> DOCUMENT PASSAGE:
[Start of section]

Personal information
- Born: Emil Ernst Väre 28 September 1885 Kärkölä, Grand duchy of Finland
- Died: 31 January 1974 (aged 88) Kärkölä, Finland

Sport
- Sport: Greco-Roman wrestling
- Club: Viipurin Voimailijat, Vyborg

Medal record
Men's Greco-Roman wrestling
Representing Finland
Olympic Games
| Gold medal – first place | 1912 Stockholm | Lightweight |
| Gold medal – first place | 1920 Antwerp | Lightweight |
World Championships
| Gold medal – first place | 1911 Helsinki | 73 kg |

= Emil Väre =

Finnish wrestler (1885–1974)

Emil Ernst Väre (28 September 1885 - 31 January 1974) was a Finnish wrestler who won the gold medals in the lightweight class at the 1912 and 1920 Summer Olympics.

[End of section]

> DATASET EXTRACT:

[Start of section]

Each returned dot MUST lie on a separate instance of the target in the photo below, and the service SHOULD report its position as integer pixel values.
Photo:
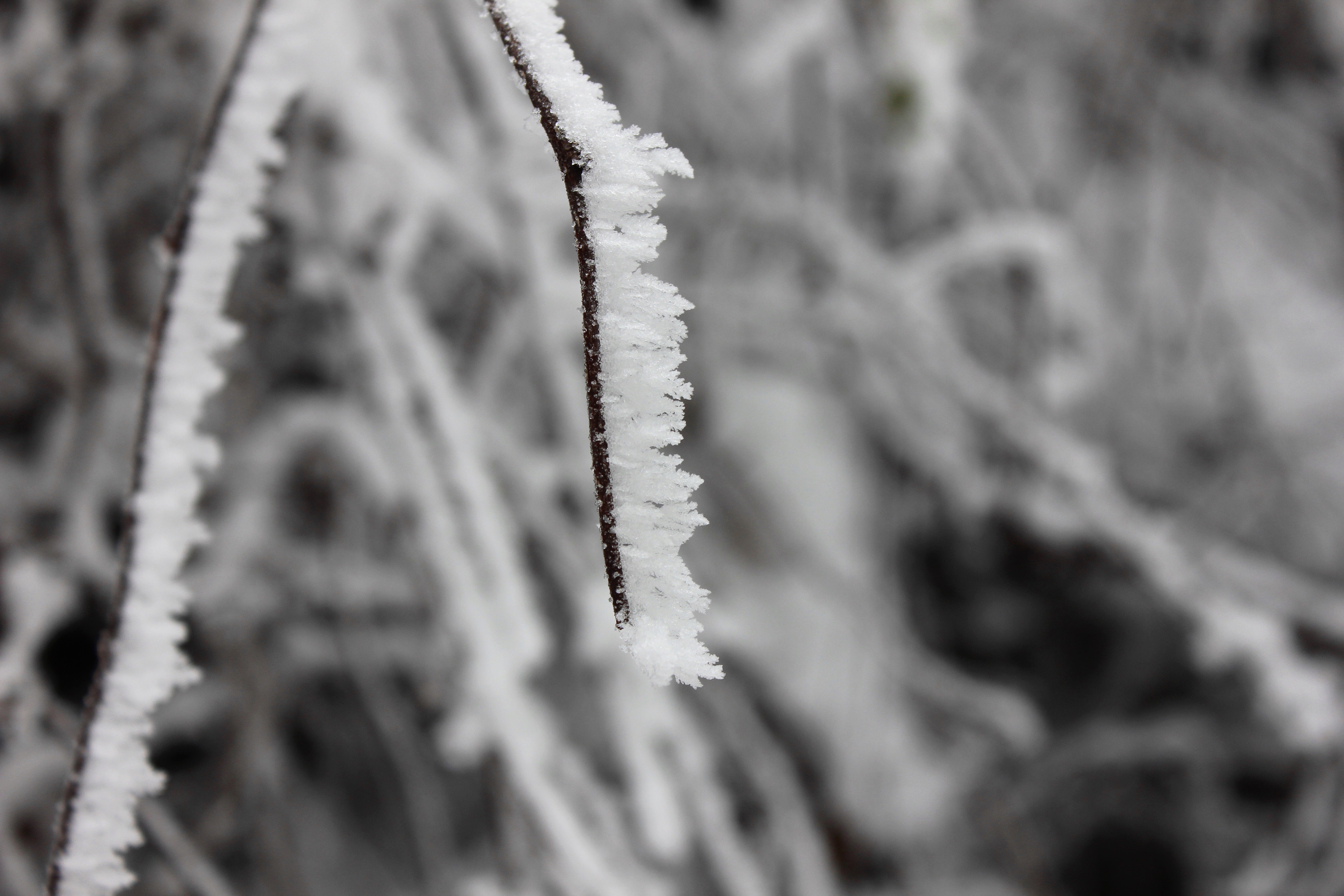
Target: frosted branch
(632, 330)
(140, 661)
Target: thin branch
(573, 169)
(175, 240)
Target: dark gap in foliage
(138, 23)
(29, 400)
(1287, 46)
(1265, 786)
(179, 755)
(1074, 625)
(44, 524)
(312, 495)
(5, 622)
(69, 657)
(576, 691)
(76, 17)
(333, 741)
(550, 596)
(1122, 860)
(855, 858)
(10, 14)
(463, 293)
(114, 522)
(711, 10)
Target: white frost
(147, 664)
(639, 319)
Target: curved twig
(175, 238)
(573, 169)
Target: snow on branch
(632, 332)
(140, 659)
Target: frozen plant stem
(572, 169)
(632, 332)
(139, 659)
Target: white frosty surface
(147, 664)
(639, 319)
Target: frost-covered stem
(572, 169)
(139, 660)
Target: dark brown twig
(174, 238)
(573, 166)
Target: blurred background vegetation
(1019, 409)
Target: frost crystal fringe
(632, 330)
(142, 663)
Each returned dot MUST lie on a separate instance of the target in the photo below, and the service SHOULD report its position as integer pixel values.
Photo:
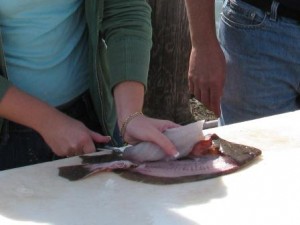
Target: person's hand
(69, 137)
(206, 76)
(143, 128)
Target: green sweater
(119, 50)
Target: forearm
(129, 98)
(201, 15)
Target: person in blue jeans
(261, 44)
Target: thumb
(100, 138)
(167, 146)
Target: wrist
(127, 120)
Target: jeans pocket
(242, 15)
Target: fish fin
(77, 172)
(101, 157)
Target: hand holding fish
(69, 137)
(144, 129)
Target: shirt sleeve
(127, 31)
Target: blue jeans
(262, 53)
(22, 146)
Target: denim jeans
(262, 53)
(21, 146)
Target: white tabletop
(266, 192)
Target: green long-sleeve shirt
(119, 46)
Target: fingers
(167, 146)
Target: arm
(128, 34)
(207, 62)
(64, 135)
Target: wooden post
(167, 96)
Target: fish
(209, 156)
(183, 137)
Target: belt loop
(274, 11)
(225, 2)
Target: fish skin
(184, 138)
(226, 157)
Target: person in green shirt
(74, 73)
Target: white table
(265, 193)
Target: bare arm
(65, 136)
(207, 63)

[End of section]

> WHAT TO DO:
(1) List each gold medal the Emil Väre profile records, giving the event, the year and city, and the weight class.
(2) Pick up the Emil Väre profile after its last sentence and keep writing.
You can ignore the entries.

> RESULTS FOR EACH TASK:
(1)
- Olympic Games, 1912 Stockholm, Lightweight
- Olympic Games, 1920 Antwerp, Lightweight
- World Championships, 1911 Helsinki, 73 kg

(2)
Väre held the 1911 World title, the 1912 unofficial European title, and the 1909 and 1911 national titles. Between 1912 and 1916, he won all of his wrestling bouts. He retired after the 1920 Olympics to become a wrestling referee and coach. In the 1920s, he acted as president, general secretary, treasurer, and vice-president of his wrestling club Viipurin Voimailijat and was a board member of the Finnish Wrestling Federation.